THE REQUEST: Please list every line in the rows that contains the string "white", treating uppercase and lowercase as different.

ENTRIES SUPPLIED:
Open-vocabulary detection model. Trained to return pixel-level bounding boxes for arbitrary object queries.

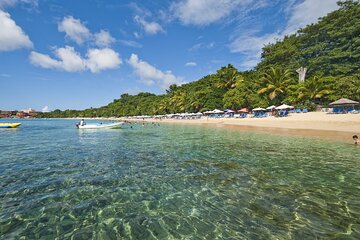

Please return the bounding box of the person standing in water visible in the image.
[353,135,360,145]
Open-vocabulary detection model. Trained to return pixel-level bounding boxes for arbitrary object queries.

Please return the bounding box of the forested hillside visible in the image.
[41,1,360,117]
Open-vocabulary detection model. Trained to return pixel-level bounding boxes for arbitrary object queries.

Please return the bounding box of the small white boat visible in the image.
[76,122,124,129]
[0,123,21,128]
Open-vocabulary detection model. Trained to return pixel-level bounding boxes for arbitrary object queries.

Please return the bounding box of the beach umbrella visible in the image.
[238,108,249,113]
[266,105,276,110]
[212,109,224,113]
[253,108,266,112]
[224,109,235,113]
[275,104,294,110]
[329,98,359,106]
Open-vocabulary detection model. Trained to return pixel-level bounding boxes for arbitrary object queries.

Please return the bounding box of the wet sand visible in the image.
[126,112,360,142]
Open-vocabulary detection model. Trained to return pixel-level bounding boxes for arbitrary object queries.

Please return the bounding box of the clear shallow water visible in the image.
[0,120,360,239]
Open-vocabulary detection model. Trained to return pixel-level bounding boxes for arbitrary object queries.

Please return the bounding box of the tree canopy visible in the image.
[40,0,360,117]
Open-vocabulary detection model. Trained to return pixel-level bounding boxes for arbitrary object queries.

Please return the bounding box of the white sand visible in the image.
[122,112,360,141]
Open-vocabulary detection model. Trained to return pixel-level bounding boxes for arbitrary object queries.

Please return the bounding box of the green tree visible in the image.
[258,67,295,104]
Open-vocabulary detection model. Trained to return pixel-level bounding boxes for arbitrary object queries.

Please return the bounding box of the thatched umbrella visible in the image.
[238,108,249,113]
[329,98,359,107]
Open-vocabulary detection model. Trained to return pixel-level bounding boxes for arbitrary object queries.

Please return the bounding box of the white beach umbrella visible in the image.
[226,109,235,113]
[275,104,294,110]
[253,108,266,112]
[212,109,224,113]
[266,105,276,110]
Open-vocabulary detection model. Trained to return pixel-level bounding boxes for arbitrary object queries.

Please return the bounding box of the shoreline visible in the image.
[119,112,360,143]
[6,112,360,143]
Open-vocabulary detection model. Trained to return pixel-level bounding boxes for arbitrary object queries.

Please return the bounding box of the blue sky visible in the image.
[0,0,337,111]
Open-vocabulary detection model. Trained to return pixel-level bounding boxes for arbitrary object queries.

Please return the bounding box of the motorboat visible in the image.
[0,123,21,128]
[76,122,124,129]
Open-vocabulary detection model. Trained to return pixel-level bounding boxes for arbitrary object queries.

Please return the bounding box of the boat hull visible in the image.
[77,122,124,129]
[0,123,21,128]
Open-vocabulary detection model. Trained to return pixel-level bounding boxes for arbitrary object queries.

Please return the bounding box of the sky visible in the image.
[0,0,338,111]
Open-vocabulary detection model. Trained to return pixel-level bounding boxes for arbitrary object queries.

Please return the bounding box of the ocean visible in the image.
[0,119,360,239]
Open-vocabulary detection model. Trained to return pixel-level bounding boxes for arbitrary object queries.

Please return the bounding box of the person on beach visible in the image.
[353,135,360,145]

==

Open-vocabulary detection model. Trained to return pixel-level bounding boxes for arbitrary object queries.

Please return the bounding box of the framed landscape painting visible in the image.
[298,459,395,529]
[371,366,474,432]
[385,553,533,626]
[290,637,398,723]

OUTPUT OF THE TASK:
Please return the bounding box of the small white boat visible in the image.
Please return the bounding box of the white sand visible in the image.
Please return the bounding box of the white beach umbrella visible in the image.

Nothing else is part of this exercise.